DOCUMENT SECTION |
The inclined floor panel 36 is provided with a pair of parallel longitudinal slots 40 in which a pair of endless flexible belts 42 operate. The belts 42 are toothed belts which are drawn around sprockets 44 carried on a common shaft 46 at the input or upstream end of the magazine 12. The shaft 46 is supported for rotation by a pair of bearings 48 secured to the frame of the machine. The opposite or upstream ends of the belts are similarly drawn around sprockets 50 (FIGS. 1 and 2). The sprockets 44 and 50 locate the upper runs of the belts 42 slightly above the conveyor surface provided by the inclined floor panel 36.
As best shown in FIG. 6, each belt 42 is provided with a plurality of teeth 42a which project from both surfaces of the belt. The teeth 42a are equally spaced and extend transversely across the entire width of the belt. Between each pair of teeth 42a, a groove 42b is formed to also extend transversely across the width of the belt. The teeth 42a which project from the inside surfaces of the belt are engaged by the sprockets 44 and 50 so that the belts are driven by the sprockets. The grooves 42b are wide enough to accommodate the edges of the envelope E.

ENTRIES SUPPLIED |
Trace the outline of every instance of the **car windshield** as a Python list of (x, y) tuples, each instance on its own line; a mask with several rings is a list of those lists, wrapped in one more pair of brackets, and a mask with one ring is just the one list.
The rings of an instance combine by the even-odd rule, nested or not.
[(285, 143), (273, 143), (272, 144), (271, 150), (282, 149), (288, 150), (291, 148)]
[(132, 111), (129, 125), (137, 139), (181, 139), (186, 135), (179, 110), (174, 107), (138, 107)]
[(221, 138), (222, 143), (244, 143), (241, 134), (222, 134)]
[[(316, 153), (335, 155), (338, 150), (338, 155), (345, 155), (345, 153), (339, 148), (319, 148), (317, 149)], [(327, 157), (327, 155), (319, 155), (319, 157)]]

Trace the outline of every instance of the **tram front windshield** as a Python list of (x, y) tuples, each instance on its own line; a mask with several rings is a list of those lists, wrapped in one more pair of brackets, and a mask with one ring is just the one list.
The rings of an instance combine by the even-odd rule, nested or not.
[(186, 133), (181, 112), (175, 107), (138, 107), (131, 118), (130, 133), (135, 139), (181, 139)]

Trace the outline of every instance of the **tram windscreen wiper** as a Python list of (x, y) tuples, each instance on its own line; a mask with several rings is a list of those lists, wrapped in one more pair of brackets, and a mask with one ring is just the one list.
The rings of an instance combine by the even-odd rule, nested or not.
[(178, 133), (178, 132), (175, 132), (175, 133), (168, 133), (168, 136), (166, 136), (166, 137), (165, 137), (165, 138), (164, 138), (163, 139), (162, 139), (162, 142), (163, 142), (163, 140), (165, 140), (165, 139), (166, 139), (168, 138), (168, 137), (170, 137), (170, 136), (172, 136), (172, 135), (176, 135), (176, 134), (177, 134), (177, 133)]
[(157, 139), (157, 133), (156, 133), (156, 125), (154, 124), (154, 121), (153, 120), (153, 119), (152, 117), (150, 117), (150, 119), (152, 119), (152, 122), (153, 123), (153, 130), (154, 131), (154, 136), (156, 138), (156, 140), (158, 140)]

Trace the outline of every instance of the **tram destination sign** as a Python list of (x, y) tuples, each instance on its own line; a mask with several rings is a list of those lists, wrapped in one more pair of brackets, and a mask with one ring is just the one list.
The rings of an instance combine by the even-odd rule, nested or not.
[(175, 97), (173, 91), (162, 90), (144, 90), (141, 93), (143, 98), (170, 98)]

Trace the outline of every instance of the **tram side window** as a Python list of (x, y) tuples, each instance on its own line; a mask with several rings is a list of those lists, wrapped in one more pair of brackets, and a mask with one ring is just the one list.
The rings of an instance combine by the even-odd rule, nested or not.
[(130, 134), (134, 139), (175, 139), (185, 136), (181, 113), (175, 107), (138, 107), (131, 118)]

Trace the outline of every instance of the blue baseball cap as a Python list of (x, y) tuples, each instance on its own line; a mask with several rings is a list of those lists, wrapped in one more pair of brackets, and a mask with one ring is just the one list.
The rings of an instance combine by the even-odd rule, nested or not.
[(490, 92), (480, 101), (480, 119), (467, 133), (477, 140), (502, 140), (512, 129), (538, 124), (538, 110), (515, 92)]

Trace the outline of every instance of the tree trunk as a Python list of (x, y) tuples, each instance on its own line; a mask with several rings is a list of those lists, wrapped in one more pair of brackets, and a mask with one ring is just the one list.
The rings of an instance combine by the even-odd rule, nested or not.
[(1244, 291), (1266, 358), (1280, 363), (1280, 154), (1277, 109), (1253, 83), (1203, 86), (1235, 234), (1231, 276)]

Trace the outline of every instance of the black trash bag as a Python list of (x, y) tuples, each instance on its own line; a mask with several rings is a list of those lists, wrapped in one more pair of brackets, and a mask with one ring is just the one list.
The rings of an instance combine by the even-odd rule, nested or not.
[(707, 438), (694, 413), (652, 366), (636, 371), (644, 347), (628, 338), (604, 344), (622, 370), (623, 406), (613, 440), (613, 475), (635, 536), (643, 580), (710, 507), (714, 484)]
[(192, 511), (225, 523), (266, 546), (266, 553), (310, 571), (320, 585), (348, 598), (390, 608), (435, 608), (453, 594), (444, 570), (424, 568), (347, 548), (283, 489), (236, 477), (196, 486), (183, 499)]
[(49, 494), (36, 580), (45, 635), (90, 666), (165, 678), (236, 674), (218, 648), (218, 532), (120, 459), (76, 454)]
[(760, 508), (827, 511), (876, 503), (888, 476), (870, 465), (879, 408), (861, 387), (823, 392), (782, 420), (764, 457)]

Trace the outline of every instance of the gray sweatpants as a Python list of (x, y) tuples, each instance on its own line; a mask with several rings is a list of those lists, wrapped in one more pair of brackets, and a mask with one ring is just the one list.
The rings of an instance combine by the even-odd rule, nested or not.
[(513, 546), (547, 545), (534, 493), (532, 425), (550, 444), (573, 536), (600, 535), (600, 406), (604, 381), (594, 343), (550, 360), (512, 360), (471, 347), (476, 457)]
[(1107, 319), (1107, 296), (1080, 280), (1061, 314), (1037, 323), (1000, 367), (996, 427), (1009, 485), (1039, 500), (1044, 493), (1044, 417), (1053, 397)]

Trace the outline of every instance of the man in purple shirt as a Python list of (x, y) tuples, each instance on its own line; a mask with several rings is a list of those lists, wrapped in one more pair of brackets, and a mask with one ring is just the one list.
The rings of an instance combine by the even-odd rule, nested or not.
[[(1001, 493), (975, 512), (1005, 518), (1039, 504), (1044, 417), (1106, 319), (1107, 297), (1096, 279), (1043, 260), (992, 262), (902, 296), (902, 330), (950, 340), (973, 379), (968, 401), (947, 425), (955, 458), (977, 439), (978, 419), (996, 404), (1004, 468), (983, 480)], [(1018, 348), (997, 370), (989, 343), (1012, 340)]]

...

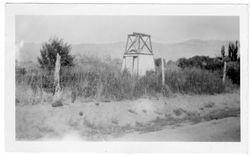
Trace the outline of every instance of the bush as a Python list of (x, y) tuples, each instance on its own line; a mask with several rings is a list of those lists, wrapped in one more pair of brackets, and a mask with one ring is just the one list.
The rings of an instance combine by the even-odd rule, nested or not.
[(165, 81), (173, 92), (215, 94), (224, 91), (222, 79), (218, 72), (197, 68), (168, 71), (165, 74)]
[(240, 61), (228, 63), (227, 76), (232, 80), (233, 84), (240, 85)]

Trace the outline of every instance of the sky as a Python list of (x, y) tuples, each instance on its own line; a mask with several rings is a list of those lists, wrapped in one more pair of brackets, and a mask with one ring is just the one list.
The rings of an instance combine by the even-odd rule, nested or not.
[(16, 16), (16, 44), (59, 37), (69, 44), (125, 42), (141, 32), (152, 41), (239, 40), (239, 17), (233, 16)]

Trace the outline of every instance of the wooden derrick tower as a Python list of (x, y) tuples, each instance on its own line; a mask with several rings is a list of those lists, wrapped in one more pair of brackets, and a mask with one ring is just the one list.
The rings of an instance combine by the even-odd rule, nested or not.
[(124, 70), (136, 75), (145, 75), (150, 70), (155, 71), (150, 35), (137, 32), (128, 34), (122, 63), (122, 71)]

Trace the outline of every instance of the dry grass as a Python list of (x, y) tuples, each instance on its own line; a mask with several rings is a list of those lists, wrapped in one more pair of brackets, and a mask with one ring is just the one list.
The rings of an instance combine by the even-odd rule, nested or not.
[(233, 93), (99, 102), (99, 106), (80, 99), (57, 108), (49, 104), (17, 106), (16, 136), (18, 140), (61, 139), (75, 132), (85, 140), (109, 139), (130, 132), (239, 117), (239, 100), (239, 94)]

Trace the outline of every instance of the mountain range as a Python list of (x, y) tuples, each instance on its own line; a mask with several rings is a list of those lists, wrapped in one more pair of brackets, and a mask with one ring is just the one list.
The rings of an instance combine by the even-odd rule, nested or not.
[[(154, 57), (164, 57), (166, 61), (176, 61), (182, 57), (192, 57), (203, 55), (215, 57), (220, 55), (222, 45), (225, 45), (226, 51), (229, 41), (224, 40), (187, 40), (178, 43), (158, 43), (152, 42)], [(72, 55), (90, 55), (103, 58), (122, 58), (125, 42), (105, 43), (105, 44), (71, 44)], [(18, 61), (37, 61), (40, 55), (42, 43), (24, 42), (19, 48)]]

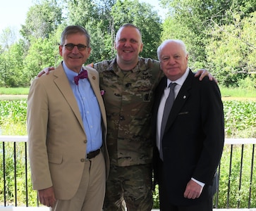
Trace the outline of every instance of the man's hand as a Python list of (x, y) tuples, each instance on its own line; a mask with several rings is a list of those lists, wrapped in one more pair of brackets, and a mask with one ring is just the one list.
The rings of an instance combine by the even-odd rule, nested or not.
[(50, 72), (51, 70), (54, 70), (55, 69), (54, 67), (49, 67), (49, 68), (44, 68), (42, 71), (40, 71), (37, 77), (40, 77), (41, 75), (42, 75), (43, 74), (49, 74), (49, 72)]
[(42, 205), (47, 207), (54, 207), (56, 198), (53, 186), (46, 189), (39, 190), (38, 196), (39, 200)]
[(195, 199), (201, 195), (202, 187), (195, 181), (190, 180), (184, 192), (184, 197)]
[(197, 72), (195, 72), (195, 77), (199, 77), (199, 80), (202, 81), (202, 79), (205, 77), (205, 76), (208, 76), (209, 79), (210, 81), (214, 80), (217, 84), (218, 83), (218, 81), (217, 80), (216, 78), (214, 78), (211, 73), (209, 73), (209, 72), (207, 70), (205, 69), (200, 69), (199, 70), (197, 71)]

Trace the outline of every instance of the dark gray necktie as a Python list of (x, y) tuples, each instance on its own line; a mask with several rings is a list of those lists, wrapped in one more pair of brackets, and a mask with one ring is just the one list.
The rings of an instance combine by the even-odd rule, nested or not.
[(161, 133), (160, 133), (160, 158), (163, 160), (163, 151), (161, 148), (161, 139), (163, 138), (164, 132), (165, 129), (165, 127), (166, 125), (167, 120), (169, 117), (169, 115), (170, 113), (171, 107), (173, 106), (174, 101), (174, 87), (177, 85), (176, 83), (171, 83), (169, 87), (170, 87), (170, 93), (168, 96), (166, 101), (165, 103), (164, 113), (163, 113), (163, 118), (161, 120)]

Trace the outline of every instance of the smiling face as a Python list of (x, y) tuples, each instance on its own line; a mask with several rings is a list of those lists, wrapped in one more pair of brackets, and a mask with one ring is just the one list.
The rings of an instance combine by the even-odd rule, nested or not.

GIVEN INSTRUCTION | Can you set down the conveyor belt passage above, word for word, between "As best shown" and "the envelope E.", inclusive?

ANSWER TO THIS PROBLEM |
As best shown in FIG. 6, each belt 42 is provided with a plurality of teeth 42a which project from both surfaces of the belt. The teeth 42a are equally spaced and extend transversely across the entire width of the belt. Between each pair of teeth 42a, a groove 42b is formed to also extend transversely across the width of the belt. The teeth 42a which project from the inside surfaces of the belt are engaged by the sprockets 44 and 50 so that the belts are driven by the sprockets. The grooves 42b are wide enough to accommodate the edges of the envelope E.